[Entries from a pointing dataset]
_ _ _ _
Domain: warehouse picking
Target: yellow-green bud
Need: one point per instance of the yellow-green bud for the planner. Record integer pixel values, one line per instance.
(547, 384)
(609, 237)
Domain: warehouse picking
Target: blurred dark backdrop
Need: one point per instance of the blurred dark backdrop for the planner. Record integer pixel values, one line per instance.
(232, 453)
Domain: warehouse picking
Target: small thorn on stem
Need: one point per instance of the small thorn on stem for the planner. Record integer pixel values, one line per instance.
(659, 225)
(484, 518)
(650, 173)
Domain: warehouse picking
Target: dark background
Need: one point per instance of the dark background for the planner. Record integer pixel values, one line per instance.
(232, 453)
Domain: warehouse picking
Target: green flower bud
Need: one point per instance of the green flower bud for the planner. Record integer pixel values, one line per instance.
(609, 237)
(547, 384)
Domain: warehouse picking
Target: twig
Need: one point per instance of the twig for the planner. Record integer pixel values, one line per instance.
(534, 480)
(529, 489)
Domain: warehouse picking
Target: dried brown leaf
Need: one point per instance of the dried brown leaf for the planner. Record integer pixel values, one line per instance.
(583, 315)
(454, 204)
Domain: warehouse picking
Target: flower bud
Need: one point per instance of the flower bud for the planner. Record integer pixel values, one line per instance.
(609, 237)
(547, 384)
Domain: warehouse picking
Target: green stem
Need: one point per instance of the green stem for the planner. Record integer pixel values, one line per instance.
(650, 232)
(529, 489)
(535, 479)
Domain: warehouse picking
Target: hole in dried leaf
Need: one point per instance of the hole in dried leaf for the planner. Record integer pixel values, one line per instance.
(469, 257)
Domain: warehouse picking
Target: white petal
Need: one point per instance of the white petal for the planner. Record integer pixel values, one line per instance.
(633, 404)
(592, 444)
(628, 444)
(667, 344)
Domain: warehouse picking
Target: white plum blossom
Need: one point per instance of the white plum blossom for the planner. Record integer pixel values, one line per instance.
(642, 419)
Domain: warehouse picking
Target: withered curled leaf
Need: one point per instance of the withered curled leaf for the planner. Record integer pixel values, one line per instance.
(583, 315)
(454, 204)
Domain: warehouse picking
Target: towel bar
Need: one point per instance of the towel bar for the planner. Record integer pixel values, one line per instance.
_ _ _ _
Work to complete: Please set down each line of the records exactly as given.

Exercise solution:
Domain: warehouse picking
Target: yellow-green bud
Need: one point per instance of the yellow-green bud for the planner. Record integer pixel values, one line per instance.
(547, 384)
(609, 237)
Domain: warehouse picking
Target: blurred dark backdrop
Need: one point per instance of the blurred dark backdrop for the planner. Record integer pixel values, one line per instance.
(232, 453)
Domain: warehouse picking
Target: small thorn on stem
Need: one point per instance of the small thorn on stem for the planner. Record integer pixel values, one line per instance.
(659, 225)
(484, 518)
(650, 173)
Domain: warehouse picking
Target: dark background
Need: one point per instance of the dark background for the planner. Record integer pixel values, one line per instance.
(232, 453)
Domain: warehouse picking
Target: green flower bud
Need: one point per instance of the green flower bud for the planner. Record integer pixel values, one line per instance.
(609, 237)
(547, 384)
Domain: warehouse picking
Target: twig
Need: one point per instance of the twig for the planner. Record integer pixel values, one line per instance.
(534, 480)
(529, 489)
Domain: warehouse picking
Target: dried brown leaf
Need: one point per instance of the dried brown leaf for the planner. Record integer pixel values, one line per instance.
(583, 315)
(454, 204)
Domain: warehouse picking
Target: flower bud
Need: one point per instance of the flower bud for the planner. Record integer pixel values, one line per instance.
(609, 237)
(547, 384)
Domain: warehouse picking
Target: green stem
Need: one point per instance of the green stem for the planner. Record integer pixel values, one line per instance.
(650, 232)
(529, 489)
(535, 479)
Domain: warehouse picking
Target: hole in dried leaf
Need: one point per instance of the hole in dried leaf for the planner. Record integer pixel values, one line per instance.
(469, 257)
Domain: warehouse picking
Target: white petal
Need: one point per instance of the white petal for the planner. Record integer pixel values, one line per instance.
(633, 404)
(592, 444)
(628, 444)
(667, 344)
Domain: warehouse picking
Target: white plum blossom
Need: one point per instance of the white plum blossom for the planner. Record integer pixel values, one line per instance.
(642, 419)
Domain: warehouse picking
Target: withered curled leaf
Need: one point per instance of the withered curled leaf for the planner. Record integer pixel values, one line per instance.
(583, 315)
(454, 204)
Domain: warehouse picking
Target: towel bar
Need: one point per instance of the towel bar for the planner. Record integer pixel values, one line per instance.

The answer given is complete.